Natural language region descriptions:
• • • •

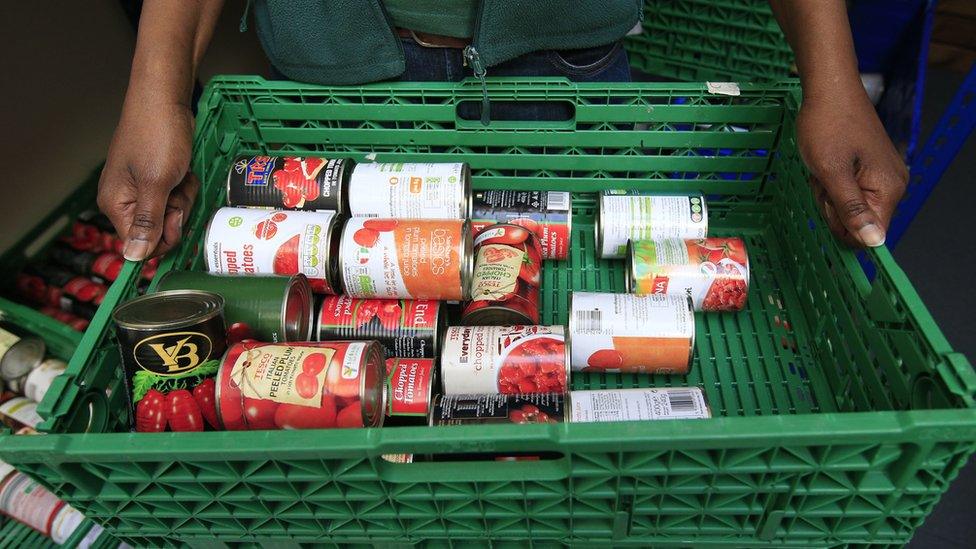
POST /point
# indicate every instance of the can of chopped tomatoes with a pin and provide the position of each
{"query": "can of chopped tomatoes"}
(628, 333)
(505, 283)
(714, 272)
(406, 258)
(242, 241)
(409, 390)
(631, 215)
(406, 328)
(548, 214)
(310, 385)
(491, 409)
(411, 190)
(290, 182)
(266, 308)
(504, 359)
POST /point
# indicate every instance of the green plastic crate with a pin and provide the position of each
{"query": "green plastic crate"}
(842, 414)
(698, 40)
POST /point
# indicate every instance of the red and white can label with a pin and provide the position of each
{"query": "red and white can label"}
(504, 359)
(242, 241)
(408, 386)
(409, 190)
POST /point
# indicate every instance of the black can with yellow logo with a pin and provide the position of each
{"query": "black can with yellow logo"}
(171, 343)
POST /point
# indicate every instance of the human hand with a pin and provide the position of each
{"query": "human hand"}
(146, 189)
(857, 175)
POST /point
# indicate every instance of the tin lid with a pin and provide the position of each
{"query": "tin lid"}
(22, 357)
(168, 310)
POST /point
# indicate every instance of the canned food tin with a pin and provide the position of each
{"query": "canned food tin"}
(409, 390)
(243, 241)
(548, 214)
(498, 409)
(507, 274)
(290, 182)
(629, 333)
(169, 342)
(406, 258)
(406, 328)
(312, 385)
(630, 215)
(266, 308)
(638, 405)
(505, 359)
(411, 190)
(39, 379)
(713, 271)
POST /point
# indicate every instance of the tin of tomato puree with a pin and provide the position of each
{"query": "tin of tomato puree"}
(490, 409)
(507, 274)
(505, 359)
(548, 214)
(406, 328)
(243, 241)
(631, 215)
(629, 333)
(310, 385)
(290, 182)
(168, 341)
(406, 258)
(266, 308)
(409, 390)
(411, 190)
(39, 379)
(637, 405)
(713, 271)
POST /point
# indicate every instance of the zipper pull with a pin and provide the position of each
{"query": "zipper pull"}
(474, 61)
(247, 11)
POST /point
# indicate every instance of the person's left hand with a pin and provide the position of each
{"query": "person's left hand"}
(857, 175)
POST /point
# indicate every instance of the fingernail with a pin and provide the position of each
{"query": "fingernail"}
(135, 249)
(871, 235)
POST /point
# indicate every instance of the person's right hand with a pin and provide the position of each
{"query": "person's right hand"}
(146, 189)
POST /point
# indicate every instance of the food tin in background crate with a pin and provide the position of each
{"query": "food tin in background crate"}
(840, 412)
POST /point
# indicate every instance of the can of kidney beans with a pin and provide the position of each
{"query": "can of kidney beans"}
(406, 328)
(631, 215)
(548, 214)
(409, 390)
(505, 359)
(713, 271)
(628, 333)
(266, 308)
(406, 258)
(242, 241)
(507, 274)
(290, 182)
(411, 190)
(491, 409)
(167, 341)
(310, 385)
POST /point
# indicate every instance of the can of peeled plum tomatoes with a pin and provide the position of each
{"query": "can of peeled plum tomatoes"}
(242, 241)
(311, 385)
(505, 359)
(713, 271)
(266, 308)
(407, 328)
(409, 390)
(548, 214)
(289, 182)
(497, 409)
(406, 258)
(628, 333)
(411, 190)
(631, 215)
(507, 274)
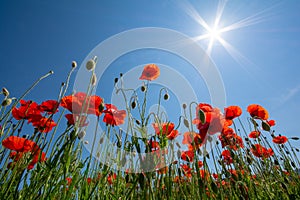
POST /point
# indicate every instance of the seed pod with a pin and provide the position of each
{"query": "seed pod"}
(81, 134)
(6, 102)
(133, 104)
(90, 65)
(74, 64)
(186, 123)
(166, 96)
(143, 88)
(101, 140)
(5, 92)
(94, 80)
(116, 80)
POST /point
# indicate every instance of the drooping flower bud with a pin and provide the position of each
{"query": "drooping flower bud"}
(166, 96)
(5, 92)
(74, 64)
(143, 88)
(94, 79)
(81, 134)
(90, 65)
(133, 104)
(6, 102)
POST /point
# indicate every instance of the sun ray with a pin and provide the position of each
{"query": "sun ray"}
(192, 12)
(251, 20)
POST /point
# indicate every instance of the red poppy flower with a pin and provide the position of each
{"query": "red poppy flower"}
(111, 178)
(227, 157)
(69, 180)
(200, 164)
(256, 110)
(214, 120)
(254, 134)
(280, 139)
(18, 144)
(79, 119)
(261, 152)
(166, 129)
(232, 112)
(232, 140)
(43, 124)
(188, 155)
(187, 171)
(271, 122)
(153, 145)
(205, 107)
(49, 106)
(191, 138)
(26, 110)
(81, 103)
(150, 72)
(37, 157)
(113, 116)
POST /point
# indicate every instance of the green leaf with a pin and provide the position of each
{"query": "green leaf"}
(202, 116)
(265, 126)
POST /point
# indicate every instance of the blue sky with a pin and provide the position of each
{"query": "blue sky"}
(38, 36)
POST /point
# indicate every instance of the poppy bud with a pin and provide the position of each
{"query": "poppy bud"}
(143, 88)
(166, 96)
(94, 80)
(74, 64)
(101, 140)
(81, 134)
(101, 107)
(6, 102)
(133, 104)
(90, 65)
(116, 80)
(5, 92)
(186, 123)
(178, 145)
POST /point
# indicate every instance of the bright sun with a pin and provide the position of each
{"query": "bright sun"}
(213, 32)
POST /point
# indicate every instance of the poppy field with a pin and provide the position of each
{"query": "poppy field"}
(43, 152)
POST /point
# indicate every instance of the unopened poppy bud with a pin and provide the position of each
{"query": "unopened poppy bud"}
(90, 65)
(81, 134)
(101, 140)
(74, 64)
(143, 88)
(6, 102)
(5, 92)
(133, 104)
(186, 123)
(116, 80)
(94, 80)
(166, 96)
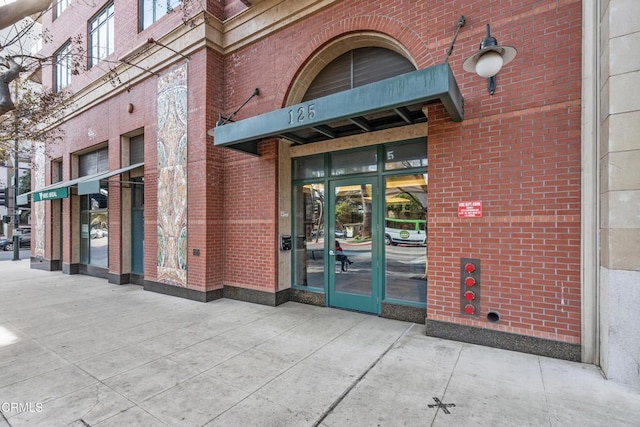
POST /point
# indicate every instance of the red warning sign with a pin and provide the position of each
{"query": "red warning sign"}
(472, 209)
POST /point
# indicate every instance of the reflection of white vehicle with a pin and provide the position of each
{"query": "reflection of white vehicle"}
(405, 231)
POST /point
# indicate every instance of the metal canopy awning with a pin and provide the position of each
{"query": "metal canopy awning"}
(60, 190)
(92, 185)
(388, 103)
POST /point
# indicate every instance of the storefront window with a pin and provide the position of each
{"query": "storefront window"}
(351, 162)
(309, 205)
(308, 167)
(405, 236)
(94, 229)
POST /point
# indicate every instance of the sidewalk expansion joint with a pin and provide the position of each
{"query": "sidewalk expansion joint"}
(344, 394)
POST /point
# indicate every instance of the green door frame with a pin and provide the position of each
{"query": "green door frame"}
(347, 300)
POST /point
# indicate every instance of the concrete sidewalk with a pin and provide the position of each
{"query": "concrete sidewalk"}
(76, 350)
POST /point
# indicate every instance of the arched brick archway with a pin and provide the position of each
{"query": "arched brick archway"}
(346, 35)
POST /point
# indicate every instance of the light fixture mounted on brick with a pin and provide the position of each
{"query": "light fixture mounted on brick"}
(488, 61)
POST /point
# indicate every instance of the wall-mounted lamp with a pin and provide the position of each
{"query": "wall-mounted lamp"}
(488, 61)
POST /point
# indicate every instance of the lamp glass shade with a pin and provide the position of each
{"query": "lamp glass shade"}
(489, 64)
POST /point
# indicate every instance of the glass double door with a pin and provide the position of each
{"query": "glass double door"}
(352, 260)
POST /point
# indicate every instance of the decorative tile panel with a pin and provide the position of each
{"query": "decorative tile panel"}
(38, 231)
(172, 177)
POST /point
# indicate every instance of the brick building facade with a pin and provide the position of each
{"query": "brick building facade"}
(254, 212)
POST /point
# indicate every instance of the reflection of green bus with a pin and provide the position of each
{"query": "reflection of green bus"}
(405, 231)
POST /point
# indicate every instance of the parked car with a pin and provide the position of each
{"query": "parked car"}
(7, 244)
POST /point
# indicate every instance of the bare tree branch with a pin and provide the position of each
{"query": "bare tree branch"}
(20, 9)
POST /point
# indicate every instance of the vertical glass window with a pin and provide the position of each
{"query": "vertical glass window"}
(62, 68)
(405, 237)
(101, 35)
(59, 7)
(309, 211)
(152, 10)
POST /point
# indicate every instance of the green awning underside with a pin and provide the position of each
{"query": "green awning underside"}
(385, 104)
(86, 185)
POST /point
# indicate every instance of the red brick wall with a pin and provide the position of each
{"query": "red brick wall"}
(518, 151)
(250, 220)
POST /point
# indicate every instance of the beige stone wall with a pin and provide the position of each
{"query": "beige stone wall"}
(619, 144)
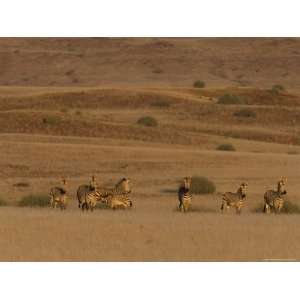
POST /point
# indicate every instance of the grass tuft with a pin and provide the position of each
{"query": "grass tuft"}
(245, 113)
(226, 147)
(199, 84)
(202, 185)
(37, 200)
(288, 208)
(147, 121)
(230, 99)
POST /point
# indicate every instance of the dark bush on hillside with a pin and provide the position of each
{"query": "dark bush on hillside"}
(3, 202)
(230, 99)
(51, 120)
(199, 84)
(226, 147)
(277, 89)
(161, 103)
(147, 121)
(21, 184)
(38, 200)
(245, 113)
(288, 208)
(202, 185)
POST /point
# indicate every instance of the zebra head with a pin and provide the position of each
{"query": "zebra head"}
(125, 185)
(242, 189)
(64, 181)
(280, 186)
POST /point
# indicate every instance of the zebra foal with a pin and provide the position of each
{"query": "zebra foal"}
(236, 199)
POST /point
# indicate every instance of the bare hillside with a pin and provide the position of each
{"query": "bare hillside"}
(149, 61)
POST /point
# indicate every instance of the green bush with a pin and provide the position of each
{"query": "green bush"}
(245, 113)
(199, 84)
(226, 147)
(277, 88)
(38, 200)
(21, 184)
(51, 120)
(161, 103)
(202, 185)
(288, 208)
(230, 99)
(2, 202)
(147, 121)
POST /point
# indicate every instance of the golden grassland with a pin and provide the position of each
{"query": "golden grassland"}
(153, 230)
(70, 108)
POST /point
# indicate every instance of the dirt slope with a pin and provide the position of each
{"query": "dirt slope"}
(149, 61)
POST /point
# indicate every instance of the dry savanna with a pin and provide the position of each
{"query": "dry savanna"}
(153, 110)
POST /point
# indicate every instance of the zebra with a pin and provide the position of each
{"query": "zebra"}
(273, 199)
(184, 194)
(119, 200)
(236, 199)
(113, 197)
(84, 189)
(58, 196)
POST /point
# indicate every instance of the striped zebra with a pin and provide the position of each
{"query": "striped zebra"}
(236, 199)
(273, 199)
(84, 189)
(184, 194)
(58, 196)
(113, 197)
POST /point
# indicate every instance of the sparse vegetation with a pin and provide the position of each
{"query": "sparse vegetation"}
(157, 71)
(38, 200)
(245, 113)
(288, 208)
(161, 103)
(3, 202)
(199, 84)
(226, 147)
(21, 184)
(230, 99)
(147, 121)
(64, 110)
(293, 152)
(51, 120)
(202, 185)
(277, 89)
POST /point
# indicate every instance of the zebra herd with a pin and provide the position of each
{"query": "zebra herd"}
(88, 195)
(273, 199)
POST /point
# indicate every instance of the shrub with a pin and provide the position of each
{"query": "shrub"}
(64, 110)
(199, 84)
(202, 185)
(288, 208)
(38, 200)
(277, 88)
(21, 184)
(226, 147)
(147, 121)
(2, 202)
(293, 152)
(51, 120)
(245, 113)
(161, 103)
(230, 99)
(157, 71)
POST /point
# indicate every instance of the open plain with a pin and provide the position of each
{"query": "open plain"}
(69, 108)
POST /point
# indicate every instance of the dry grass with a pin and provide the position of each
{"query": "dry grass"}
(48, 132)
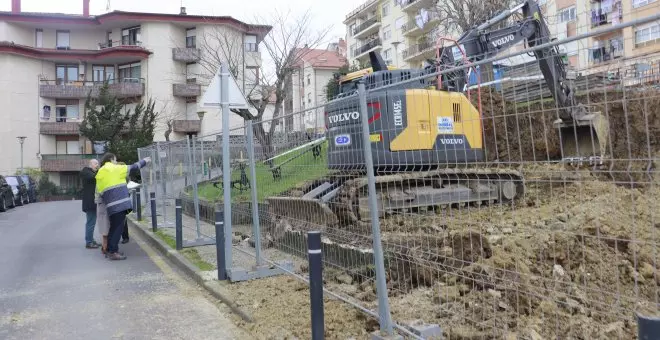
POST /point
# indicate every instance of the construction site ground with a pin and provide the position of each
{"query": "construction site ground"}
(576, 257)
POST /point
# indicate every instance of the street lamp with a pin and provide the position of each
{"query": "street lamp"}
(21, 139)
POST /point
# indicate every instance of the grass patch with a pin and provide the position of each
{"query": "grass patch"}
(189, 253)
(193, 256)
(166, 238)
(299, 170)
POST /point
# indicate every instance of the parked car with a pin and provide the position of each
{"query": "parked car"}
(19, 189)
(31, 186)
(6, 195)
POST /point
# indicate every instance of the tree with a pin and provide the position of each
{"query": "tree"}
(123, 130)
(289, 41)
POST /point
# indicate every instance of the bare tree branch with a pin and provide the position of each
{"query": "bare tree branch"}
(288, 43)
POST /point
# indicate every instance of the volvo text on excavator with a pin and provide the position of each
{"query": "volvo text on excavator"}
(427, 135)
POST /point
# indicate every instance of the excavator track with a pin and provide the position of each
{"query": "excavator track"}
(398, 193)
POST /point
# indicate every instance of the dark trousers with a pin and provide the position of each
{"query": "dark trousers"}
(117, 224)
(124, 234)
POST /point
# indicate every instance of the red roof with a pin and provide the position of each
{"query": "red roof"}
(138, 16)
(319, 58)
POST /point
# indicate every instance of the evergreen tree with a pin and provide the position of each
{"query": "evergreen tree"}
(124, 131)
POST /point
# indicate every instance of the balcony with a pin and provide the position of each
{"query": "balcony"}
(127, 88)
(370, 26)
(598, 18)
(187, 90)
(413, 6)
(59, 128)
(186, 55)
(411, 29)
(187, 126)
(372, 45)
(419, 51)
(65, 162)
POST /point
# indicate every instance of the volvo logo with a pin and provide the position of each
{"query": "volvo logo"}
(452, 141)
(503, 40)
(342, 117)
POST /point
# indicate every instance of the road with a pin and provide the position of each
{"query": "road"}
(52, 287)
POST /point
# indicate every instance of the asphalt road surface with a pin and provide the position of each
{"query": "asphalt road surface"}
(52, 287)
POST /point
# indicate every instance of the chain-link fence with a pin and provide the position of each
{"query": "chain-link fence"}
(524, 205)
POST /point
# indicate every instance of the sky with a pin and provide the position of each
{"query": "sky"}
(325, 13)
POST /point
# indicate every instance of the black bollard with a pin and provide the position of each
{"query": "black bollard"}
(139, 205)
(154, 222)
(220, 245)
(179, 224)
(648, 327)
(315, 282)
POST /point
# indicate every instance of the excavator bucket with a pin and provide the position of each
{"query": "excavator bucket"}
(584, 140)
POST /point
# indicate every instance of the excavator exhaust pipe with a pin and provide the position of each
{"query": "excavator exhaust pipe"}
(584, 139)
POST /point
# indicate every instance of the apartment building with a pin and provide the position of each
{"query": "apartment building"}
(50, 62)
(402, 31)
(405, 32)
(306, 87)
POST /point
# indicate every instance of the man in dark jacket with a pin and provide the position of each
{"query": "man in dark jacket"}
(88, 175)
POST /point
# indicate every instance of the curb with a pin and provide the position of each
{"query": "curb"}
(214, 288)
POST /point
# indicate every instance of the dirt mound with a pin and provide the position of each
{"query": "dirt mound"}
(523, 132)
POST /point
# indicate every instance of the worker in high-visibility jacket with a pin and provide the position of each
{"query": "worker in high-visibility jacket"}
(111, 186)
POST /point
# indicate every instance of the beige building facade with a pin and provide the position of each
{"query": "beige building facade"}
(405, 33)
(51, 62)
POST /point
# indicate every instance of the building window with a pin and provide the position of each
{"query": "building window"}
(191, 38)
(252, 75)
(130, 73)
(251, 43)
(387, 33)
(65, 74)
(66, 109)
(131, 36)
(39, 38)
(640, 3)
(400, 22)
(646, 33)
(567, 14)
(62, 39)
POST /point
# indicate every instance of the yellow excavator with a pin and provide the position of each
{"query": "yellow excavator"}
(425, 140)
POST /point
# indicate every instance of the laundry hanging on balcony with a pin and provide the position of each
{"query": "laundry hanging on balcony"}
(422, 18)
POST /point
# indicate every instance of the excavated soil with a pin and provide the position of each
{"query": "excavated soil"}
(575, 258)
(572, 260)
(516, 133)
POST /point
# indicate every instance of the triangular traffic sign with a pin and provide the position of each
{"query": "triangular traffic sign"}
(211, 97)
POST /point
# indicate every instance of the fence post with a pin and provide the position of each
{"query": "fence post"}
(154, 222)
(381, 286)
(219, 246)
(138, 208)
(256, 230)
(226, 170)
(315, 259)
(191, 168)
(179, 224)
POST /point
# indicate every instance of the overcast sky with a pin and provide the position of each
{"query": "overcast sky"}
(326, 13)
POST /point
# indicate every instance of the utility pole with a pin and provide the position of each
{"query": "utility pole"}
(21, 139)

• • • •

The answer is the lines above from the one with "# indicate every instance of the beige stone" to the one with "# indicate every instance of the grass tuft", set down exactly, with no pictures.

# indicate every instance of the beige stone wall with a pin and provide the position of each
{"query": "beige stone wall"}
(619, 144)
POST /point
# indicate every instance of the grass tuft with a pin and provide the position of each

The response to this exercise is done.